--- Directions for this task ---
Could you set out the lines of the listing below as a numbered list, from the line with "Goal: Detect the small potted plant" to the line with "xmin=827 ymin=556 xmax=870 ymax=618", both ends included and blank lines left out?

_ _ _ _ _

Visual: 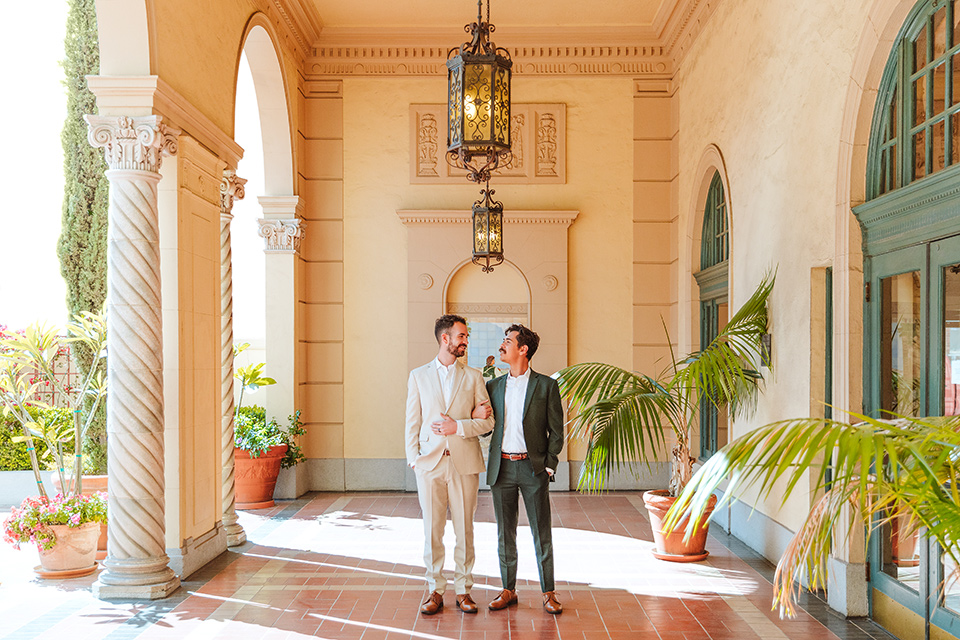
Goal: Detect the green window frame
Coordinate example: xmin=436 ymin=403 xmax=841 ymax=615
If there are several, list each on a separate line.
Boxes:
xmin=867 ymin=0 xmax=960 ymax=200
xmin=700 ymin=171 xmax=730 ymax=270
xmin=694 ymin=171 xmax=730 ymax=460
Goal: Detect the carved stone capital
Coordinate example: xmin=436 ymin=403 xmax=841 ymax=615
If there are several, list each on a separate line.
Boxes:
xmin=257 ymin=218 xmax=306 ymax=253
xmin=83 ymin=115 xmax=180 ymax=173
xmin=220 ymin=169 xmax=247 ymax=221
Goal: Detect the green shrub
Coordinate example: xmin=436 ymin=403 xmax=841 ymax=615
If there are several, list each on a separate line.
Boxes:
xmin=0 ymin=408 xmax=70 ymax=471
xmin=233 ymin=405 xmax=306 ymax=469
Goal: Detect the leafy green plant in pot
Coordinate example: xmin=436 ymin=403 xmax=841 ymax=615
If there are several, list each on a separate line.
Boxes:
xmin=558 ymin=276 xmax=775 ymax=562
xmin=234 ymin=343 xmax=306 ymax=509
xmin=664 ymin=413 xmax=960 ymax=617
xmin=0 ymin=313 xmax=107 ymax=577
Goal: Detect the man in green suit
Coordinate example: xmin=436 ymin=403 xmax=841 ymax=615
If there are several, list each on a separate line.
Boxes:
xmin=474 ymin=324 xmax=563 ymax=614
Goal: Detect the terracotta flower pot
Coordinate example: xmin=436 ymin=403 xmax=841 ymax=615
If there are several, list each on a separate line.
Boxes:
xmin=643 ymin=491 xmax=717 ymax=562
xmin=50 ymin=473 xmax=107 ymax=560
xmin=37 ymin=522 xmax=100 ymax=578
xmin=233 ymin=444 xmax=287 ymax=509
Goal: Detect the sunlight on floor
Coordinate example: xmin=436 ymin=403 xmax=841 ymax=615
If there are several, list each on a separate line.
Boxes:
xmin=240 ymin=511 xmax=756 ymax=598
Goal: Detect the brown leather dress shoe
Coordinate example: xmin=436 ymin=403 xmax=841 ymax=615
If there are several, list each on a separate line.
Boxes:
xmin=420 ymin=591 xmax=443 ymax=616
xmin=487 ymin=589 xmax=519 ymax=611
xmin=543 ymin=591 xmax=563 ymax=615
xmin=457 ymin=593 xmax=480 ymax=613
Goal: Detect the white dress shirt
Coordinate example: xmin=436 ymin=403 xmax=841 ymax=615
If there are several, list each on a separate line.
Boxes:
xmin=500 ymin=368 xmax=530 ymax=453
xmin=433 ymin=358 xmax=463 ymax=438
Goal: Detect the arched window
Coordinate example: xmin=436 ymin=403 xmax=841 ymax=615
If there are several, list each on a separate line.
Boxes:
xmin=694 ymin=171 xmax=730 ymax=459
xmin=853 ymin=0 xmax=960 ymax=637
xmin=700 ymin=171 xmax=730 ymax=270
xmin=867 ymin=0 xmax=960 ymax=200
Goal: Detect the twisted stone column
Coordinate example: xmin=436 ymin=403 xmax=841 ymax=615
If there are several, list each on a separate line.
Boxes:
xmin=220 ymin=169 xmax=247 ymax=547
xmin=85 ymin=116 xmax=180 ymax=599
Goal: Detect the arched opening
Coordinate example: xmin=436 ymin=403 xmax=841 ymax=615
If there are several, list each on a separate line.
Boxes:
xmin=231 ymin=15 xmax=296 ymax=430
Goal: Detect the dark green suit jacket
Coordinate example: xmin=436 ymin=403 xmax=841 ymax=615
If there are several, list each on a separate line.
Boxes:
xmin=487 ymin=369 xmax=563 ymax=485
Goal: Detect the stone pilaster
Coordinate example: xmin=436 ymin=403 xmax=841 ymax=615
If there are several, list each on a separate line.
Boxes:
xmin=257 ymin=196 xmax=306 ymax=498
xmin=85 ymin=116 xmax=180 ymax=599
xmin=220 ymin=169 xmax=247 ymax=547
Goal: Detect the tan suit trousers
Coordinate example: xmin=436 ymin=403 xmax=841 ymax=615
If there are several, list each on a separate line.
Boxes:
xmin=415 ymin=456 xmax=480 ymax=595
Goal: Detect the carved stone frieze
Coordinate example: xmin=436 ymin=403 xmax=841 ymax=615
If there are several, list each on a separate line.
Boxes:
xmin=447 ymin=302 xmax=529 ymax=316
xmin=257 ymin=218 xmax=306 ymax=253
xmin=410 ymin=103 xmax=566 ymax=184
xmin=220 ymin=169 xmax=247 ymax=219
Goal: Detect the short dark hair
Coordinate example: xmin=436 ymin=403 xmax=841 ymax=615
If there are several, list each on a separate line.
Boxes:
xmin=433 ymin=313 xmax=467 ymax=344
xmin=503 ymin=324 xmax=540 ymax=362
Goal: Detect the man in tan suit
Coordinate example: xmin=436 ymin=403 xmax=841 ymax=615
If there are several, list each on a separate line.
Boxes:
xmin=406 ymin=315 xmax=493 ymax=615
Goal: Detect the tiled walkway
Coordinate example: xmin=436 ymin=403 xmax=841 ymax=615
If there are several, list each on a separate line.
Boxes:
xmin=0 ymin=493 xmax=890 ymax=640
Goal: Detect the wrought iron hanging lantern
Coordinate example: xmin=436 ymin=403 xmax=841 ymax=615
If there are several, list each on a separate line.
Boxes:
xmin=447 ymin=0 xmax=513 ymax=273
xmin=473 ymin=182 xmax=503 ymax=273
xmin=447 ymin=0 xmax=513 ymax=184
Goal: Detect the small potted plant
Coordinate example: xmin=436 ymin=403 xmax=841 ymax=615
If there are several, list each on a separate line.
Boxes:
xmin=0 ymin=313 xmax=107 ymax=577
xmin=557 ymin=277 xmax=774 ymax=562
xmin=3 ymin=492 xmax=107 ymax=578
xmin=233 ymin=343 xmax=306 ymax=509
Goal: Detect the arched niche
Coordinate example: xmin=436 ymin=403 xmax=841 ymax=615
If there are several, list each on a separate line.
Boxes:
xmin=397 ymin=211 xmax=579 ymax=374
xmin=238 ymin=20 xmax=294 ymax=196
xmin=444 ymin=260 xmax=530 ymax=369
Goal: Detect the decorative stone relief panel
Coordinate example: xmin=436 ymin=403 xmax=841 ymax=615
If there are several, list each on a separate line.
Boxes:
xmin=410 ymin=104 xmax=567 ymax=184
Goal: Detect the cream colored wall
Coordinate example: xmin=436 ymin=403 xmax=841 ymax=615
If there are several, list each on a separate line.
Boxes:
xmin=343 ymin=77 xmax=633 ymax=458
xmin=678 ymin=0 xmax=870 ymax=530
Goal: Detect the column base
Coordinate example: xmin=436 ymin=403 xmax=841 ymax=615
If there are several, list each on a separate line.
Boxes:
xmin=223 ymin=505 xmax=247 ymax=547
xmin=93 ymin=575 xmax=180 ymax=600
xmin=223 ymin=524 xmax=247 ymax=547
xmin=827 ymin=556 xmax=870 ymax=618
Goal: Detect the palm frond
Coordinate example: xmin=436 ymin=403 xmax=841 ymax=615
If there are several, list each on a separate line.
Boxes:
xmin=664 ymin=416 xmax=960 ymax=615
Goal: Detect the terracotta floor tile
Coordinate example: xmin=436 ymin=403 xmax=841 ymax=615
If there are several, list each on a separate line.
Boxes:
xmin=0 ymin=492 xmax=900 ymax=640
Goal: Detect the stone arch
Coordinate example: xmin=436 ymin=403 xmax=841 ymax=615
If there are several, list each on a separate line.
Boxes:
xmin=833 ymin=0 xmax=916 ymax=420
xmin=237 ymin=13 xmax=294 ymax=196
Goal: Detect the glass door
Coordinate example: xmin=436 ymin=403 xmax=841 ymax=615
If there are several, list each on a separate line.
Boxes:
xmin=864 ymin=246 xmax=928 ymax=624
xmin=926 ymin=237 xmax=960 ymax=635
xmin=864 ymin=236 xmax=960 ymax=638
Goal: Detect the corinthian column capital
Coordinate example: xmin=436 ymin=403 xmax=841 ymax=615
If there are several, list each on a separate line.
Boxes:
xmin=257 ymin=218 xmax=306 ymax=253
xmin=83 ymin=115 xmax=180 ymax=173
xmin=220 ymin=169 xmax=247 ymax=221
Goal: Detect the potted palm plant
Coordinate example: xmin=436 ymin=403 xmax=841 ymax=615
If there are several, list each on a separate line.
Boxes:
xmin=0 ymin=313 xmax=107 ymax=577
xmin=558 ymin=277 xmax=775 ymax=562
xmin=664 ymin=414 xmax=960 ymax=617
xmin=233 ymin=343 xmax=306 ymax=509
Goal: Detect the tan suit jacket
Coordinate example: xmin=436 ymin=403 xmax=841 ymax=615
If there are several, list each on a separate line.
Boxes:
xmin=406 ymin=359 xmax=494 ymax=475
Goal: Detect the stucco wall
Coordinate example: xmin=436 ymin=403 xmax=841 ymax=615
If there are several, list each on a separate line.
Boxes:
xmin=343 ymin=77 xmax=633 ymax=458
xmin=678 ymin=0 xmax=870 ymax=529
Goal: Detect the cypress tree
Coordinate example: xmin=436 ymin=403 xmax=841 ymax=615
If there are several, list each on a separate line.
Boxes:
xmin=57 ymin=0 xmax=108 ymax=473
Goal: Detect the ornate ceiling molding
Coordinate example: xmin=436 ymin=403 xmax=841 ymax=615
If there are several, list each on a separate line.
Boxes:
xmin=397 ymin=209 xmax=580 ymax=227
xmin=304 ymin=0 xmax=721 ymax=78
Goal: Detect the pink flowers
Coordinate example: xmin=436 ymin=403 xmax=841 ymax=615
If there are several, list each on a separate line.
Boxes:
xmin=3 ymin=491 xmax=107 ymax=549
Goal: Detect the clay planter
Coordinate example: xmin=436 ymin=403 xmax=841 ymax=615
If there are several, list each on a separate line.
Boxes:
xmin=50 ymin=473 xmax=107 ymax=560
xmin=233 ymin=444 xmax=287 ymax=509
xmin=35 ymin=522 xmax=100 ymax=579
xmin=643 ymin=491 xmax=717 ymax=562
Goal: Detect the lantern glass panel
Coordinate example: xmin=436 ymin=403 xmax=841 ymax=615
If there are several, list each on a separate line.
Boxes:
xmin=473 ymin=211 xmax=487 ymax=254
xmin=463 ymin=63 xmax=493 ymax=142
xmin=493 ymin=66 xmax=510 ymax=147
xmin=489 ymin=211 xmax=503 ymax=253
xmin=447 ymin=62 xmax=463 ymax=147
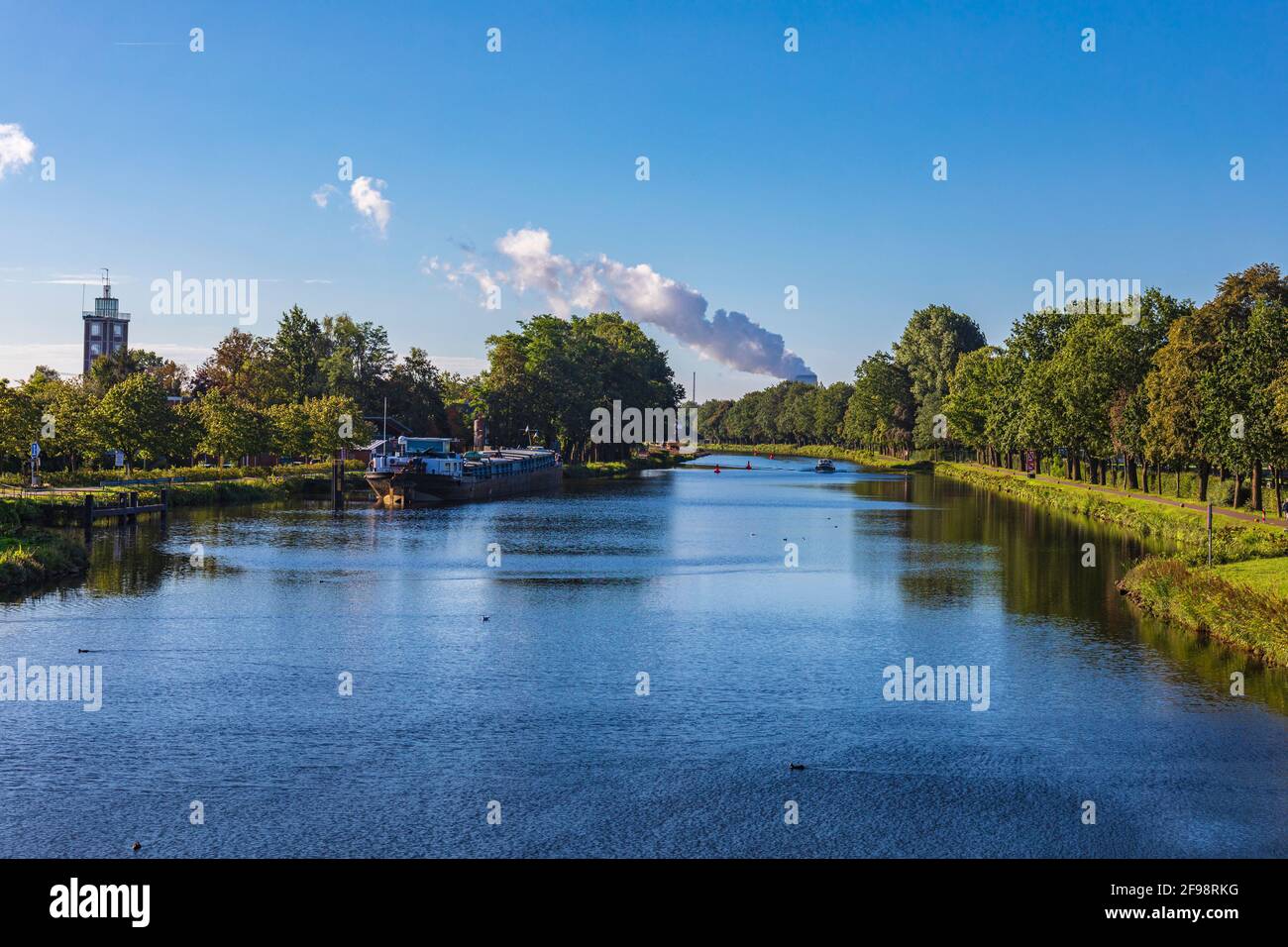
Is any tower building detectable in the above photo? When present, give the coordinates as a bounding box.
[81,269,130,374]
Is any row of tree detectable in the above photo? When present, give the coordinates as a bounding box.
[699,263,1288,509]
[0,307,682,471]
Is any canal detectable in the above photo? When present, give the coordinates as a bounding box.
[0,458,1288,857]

_ _ _ _ _

--- Written response ---
1. Goal: Detect the small potted plant
2. Coordinate example: xmin=436 ymin=403 xmax=841 ymax=615
3. If there are several, list each on a separate line.
4. Boxes:
5. xmin=0 ymin=313 xmax=107 ymax=577
6. xmin=557 ymin=277 xmax=774 ymax=562
7. xmin=3 ymin=492 xmax=107 ymax=578
8. xmin=233 ymin=343 xmax=306 ymax=509
9. Goal: Detect the arched niche
10. Coordinate example: xmin=436 ymin=403 xmax=841 ymax=615
11. If there are several, list each on a separate line.
12. Boxes:
13. xmin=397 ymin=211 xmax=579 ymax=374
14. xmin=238 ymin=20 xmax=294 ymax=196
15. xmin=444 ymin=260 xmax=530 ymax=369
16. Goal: Detect the decorative stone relief panel
17. Coordinate example: xmin=436 ymin=403 xmax=841 ymax=615
18. If there are several, list each on a separate line.
19. Boxes:
20. xmin=410 ymin=104 xmax=567 ymax=184
21. Goal: Detect the cream colored wall
22. Coordinate example: xmin=436 ymin=403 xmax=841 ymax=615
23. If there are several, list each on a separate line.
24. Boxes:
25. xmin=343 ymin=77 xmax=633 ymax=458
26. xmin=678 ymin=0 xmax=870 ymax=530
27. Goal: Detect the column base
28. Coordinate example: xmin=436 ymin=403 xmax=841 ymax=615
29. If there are several, list each on a separate line.
30. Boxes:
31. xmin=223 ymin=505 xmax=247 ymax=547
32. xmin=93 ymin=575 xmax=180 ymax=600
33. xmin=223 ymin=524 xmax=247 ymax=547
34. xmin=827 ymin=556 xmax=870 ymax=618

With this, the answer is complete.